[Opening Text segment section]
Thank you Rita, I was working at ISPRA and I know the produced report, this one you suggest is the most complete, my question want to point out the fact that in our town the pollution is produced by traffic and residential. Now the question is :how we can decrease the pollution? controlling the emission sources? seems to me we have to apply a new strategy of pollution abatement.
emission of the heating system, the boiler for sanitary and of course, kitchen where we burn gas to prepare our food
Such devices are very clean in case natural gas is used, as is probably so in the town you have under consideration. Also, the interurban transport of pollutants can be quite high especially when the nearest towns are close-by like in the Po-Valley. In that case there is quite a base loading of air pollutants on top of which the local emissions are added.
you are right in case we burn methane, but the gas distributed in our town is not methane, there are many different compounds, sometimes in my town, Rome, the gas in the kitchen is orange-green, methane give a blu light. Then there is another consideration, almost the totality of the gas network was buided for LPG with high level of humidity and then the pipeline junction did work well, now in the same pipeline we have a more dry gas and the junction are not working properly producing a diffuse leakeage, big source of air pollution.
[Closing Text segment section]
[Opening Dataset section]
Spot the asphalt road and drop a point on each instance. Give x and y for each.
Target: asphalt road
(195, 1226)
[Closing Dataset section]
[Opening Dataset section]
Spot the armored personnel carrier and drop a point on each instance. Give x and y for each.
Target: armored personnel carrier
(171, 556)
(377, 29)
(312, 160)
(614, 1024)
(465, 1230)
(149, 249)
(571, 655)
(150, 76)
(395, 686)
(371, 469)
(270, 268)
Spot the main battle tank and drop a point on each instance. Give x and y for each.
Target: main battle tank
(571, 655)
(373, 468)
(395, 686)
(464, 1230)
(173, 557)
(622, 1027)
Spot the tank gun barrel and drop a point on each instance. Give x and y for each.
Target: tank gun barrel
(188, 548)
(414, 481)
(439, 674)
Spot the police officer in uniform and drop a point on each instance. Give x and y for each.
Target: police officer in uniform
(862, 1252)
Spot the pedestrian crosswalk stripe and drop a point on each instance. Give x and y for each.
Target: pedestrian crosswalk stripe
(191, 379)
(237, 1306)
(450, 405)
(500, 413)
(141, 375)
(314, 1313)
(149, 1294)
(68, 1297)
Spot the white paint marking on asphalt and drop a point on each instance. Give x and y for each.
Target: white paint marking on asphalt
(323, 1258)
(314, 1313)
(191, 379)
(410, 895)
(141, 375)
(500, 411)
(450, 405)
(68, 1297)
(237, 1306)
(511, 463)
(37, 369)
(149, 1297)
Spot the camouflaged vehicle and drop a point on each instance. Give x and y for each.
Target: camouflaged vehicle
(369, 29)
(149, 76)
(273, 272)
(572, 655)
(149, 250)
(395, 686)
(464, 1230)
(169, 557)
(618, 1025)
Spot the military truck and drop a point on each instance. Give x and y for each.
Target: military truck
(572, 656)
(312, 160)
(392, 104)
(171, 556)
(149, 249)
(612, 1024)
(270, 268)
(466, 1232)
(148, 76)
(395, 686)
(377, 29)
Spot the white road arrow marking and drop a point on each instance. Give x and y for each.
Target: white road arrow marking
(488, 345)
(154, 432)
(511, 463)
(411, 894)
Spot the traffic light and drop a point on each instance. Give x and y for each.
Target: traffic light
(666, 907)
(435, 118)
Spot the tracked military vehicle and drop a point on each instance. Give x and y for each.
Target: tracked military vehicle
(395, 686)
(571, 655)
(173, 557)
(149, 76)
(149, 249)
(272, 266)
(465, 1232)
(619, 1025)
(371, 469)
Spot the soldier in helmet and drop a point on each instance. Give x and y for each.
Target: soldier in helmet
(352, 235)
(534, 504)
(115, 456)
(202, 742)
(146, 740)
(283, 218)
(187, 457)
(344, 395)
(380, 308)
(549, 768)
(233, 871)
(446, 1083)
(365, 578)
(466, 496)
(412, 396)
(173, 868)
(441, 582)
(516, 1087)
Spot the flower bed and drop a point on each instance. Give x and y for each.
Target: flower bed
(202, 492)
[Closing Dataset section]
* Task to carry out
Carry the exchange about air pollution from household gas in Rome forward from where it ends.

* Task answer
when the flame is not blue it is mostly a sign that the kitchen-stove does not work properly not the quality of the gas that I think comes all the way from Russia, via the Poetin-Berlusconi line.
I have never heard that leakage as a source of air pollution: what kind of poisonous compounds are then emitted? Methane is not an air pollutant
CH4 is a GHG and produces about 20 times more warming compared to CO2. 30% of Radiative Forcing is attributed to CH4, so I'd say it's an air pollutant.
I see your point, but also see Harry's. It all depends on the definition of 'pollutant' . CH4 is not considered to be toxic for humans at the emission levels, hence it's emissions and concentration levels are not regulated via air quality policies. The same applies for CO2: although being the major greenhouse gas driving climate change, it is not toxic, and not directly damaging health when you breath it (at the atmospheric levels), and hence not a subject of air quality regulations. CH4 however does have a long-term indirect (small) impact on hemispheric background O3 (which is a toxic pollutant) but this is not significant compared to urban pollution levels.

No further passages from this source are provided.